Reproduce the material that follows, please, but only from its first line to the line containing "Target: wrinkled forehead", inclusive.

··· Input data

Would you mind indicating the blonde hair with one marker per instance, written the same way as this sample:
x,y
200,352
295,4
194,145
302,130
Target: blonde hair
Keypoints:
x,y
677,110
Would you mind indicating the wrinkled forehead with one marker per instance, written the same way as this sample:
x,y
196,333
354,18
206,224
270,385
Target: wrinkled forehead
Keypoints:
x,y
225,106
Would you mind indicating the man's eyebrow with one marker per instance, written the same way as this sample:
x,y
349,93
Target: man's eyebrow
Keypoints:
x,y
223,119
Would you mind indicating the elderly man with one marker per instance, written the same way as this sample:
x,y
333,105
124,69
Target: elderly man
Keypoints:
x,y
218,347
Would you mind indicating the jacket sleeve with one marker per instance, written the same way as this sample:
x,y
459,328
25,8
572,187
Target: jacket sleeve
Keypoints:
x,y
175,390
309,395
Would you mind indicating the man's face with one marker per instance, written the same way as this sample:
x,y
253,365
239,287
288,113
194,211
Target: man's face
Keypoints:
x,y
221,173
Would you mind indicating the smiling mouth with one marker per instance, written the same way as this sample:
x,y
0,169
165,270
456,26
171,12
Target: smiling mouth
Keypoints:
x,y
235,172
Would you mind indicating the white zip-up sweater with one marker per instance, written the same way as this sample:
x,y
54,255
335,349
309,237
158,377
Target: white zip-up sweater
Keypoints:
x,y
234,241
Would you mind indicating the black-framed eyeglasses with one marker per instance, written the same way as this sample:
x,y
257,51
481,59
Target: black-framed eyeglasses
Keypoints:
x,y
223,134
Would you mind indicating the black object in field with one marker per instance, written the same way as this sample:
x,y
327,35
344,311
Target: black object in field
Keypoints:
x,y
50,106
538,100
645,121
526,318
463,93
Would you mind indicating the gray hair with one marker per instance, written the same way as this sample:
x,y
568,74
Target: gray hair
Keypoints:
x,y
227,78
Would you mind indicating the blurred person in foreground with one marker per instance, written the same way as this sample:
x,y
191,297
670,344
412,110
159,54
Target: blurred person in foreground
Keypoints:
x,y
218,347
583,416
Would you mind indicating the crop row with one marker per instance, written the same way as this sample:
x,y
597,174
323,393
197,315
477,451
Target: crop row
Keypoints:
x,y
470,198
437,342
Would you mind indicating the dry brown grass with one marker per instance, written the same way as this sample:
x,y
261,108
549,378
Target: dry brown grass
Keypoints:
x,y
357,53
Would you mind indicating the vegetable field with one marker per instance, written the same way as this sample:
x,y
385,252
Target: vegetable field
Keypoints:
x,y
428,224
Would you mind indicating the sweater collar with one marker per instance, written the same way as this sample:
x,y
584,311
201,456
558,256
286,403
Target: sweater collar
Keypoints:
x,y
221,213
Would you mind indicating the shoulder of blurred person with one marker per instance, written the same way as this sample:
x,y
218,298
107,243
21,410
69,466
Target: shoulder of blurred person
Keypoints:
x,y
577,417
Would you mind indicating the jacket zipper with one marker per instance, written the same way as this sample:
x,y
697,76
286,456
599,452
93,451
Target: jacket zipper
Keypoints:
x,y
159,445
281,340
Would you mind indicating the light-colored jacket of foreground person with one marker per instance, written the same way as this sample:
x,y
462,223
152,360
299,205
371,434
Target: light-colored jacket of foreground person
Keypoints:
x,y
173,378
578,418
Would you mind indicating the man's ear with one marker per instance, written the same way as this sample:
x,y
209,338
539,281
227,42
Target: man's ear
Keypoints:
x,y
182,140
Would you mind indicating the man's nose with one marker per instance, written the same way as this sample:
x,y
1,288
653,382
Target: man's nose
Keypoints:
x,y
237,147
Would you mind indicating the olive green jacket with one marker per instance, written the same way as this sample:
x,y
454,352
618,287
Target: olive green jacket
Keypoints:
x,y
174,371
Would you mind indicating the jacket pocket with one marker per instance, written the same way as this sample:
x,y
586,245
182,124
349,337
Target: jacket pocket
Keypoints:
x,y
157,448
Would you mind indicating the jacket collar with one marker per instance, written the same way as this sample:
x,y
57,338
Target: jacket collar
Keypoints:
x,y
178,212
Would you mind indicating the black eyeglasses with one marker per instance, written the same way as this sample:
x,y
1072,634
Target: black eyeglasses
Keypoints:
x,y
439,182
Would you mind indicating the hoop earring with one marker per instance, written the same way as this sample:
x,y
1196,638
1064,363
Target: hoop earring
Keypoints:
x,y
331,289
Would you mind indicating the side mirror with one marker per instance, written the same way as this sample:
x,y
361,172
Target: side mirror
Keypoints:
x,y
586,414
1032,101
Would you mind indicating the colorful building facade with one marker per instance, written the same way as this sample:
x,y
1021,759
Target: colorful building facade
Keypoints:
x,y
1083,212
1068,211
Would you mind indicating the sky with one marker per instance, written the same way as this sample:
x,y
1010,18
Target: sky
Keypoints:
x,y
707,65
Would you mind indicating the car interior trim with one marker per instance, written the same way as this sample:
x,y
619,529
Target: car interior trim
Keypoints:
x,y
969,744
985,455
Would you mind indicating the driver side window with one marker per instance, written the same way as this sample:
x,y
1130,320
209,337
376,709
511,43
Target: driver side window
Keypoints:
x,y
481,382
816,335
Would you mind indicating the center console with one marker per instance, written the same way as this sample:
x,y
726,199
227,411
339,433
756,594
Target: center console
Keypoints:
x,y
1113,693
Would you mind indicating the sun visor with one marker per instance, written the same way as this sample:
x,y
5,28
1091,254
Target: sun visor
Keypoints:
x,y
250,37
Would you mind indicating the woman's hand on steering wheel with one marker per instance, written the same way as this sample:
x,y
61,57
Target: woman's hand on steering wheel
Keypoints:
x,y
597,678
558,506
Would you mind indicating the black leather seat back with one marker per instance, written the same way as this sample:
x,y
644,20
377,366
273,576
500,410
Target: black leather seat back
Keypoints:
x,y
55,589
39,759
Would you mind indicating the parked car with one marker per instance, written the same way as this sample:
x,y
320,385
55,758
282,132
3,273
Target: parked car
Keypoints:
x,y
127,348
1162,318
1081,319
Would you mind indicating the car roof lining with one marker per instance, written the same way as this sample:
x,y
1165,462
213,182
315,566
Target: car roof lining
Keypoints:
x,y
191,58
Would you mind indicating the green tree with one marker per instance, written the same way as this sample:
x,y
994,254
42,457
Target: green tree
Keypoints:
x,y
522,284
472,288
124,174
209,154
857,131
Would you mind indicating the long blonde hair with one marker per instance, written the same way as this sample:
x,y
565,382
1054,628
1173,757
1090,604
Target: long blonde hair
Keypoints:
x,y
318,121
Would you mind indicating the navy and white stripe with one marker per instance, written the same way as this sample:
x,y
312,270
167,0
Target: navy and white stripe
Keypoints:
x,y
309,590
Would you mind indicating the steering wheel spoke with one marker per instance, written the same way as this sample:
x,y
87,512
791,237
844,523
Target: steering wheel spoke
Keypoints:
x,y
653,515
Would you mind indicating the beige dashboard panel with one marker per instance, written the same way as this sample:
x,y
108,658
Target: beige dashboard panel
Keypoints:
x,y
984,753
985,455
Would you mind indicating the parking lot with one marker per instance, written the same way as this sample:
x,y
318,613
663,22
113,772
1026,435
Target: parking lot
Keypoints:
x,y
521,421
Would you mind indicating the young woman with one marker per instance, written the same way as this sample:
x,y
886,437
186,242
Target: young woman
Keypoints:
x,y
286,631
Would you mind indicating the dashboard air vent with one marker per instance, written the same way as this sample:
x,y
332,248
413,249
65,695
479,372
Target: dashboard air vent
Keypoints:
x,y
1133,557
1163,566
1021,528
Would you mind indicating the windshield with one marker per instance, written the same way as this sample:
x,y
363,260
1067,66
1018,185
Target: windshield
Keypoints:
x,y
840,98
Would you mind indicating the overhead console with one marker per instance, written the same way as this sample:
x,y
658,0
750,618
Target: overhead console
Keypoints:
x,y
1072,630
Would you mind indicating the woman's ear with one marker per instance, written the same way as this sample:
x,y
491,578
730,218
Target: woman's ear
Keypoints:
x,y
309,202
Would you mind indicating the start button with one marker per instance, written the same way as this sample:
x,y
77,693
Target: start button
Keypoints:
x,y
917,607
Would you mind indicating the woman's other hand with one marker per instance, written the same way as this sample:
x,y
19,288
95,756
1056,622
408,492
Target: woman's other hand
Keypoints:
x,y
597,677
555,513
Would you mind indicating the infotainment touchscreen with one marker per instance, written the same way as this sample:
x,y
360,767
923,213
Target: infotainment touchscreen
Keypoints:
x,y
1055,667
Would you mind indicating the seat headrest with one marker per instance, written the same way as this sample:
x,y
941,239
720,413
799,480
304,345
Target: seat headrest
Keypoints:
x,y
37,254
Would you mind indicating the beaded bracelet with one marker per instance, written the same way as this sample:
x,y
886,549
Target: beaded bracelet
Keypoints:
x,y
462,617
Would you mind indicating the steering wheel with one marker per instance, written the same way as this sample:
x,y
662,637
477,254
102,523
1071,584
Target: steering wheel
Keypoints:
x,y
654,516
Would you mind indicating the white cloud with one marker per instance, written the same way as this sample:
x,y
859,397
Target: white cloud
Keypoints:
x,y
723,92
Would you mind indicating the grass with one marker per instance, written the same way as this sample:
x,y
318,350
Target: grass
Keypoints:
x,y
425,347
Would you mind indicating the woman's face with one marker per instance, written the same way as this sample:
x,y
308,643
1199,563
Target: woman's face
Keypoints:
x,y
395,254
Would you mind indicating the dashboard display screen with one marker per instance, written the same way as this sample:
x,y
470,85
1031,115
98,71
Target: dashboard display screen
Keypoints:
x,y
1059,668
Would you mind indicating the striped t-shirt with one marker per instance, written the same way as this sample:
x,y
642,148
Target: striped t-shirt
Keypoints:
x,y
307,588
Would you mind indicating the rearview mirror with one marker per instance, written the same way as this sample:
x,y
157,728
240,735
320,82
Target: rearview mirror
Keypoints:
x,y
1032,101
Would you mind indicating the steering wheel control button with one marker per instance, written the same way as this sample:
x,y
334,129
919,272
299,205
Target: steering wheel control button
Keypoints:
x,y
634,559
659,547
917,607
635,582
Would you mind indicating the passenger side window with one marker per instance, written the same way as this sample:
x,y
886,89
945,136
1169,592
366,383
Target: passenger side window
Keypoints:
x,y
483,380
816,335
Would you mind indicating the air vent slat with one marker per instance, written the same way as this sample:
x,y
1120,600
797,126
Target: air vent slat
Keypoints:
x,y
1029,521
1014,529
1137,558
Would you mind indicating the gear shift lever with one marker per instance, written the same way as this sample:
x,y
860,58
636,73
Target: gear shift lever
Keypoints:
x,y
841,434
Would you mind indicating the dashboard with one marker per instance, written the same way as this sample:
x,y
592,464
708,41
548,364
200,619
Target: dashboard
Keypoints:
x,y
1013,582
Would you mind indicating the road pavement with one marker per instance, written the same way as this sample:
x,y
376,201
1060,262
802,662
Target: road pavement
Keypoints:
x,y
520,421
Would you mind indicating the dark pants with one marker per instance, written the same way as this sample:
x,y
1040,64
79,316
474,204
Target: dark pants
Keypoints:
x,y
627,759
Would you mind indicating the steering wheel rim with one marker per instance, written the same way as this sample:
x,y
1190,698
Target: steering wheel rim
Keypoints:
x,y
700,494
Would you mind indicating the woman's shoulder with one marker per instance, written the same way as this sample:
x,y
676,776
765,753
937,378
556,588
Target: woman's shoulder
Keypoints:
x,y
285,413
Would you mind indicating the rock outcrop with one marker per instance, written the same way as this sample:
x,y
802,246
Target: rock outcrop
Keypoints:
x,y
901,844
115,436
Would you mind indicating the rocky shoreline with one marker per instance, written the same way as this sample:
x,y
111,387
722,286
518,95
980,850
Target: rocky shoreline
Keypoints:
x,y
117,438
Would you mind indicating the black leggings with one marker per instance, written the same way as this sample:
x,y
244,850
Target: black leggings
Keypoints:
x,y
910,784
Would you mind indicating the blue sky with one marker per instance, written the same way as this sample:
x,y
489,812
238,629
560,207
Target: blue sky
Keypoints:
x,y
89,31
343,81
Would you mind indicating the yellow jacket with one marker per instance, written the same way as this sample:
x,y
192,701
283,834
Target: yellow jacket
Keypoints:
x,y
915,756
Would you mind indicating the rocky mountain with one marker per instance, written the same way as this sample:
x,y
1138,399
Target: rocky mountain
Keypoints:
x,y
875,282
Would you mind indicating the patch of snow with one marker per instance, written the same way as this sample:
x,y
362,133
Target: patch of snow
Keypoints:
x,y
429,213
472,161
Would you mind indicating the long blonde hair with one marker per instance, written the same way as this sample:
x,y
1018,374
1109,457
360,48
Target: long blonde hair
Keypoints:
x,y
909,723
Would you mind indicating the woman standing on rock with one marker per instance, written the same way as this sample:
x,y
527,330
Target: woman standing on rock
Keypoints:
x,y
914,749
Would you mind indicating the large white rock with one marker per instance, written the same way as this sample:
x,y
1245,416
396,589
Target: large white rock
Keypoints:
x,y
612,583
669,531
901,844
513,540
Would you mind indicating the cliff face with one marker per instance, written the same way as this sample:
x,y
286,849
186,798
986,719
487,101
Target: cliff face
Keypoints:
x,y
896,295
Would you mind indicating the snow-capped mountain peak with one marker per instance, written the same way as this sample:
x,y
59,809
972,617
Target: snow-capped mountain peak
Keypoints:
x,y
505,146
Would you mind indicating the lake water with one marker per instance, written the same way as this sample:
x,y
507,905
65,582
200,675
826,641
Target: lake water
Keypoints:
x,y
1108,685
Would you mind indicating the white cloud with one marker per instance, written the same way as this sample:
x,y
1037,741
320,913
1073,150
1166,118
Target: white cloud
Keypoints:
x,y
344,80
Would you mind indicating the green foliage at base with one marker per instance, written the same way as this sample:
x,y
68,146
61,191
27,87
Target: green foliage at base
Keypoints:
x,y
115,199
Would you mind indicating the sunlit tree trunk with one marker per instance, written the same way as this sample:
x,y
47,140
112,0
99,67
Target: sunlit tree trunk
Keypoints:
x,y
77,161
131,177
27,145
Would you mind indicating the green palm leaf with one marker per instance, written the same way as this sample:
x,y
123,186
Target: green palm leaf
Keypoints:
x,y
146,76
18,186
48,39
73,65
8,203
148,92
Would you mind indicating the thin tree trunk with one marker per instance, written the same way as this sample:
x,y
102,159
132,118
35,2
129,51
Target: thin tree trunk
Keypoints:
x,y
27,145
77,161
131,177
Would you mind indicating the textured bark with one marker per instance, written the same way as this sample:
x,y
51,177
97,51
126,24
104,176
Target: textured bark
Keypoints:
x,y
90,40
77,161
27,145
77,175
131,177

······

*Response for this exercise:*
Would you mind indicating the blonde hair with one marker per instance, written the same way as this sample:
x,y
200,352
295,4
194,145
302,130
Target: blonde hair
Keypoints:
x,y
677,110
Would you mind indicating the wrinkled forehead with one marker per instance, written the same way as this sample:
x,y
196,333
354,18
206,224
270,385
Target: wrinkled forehead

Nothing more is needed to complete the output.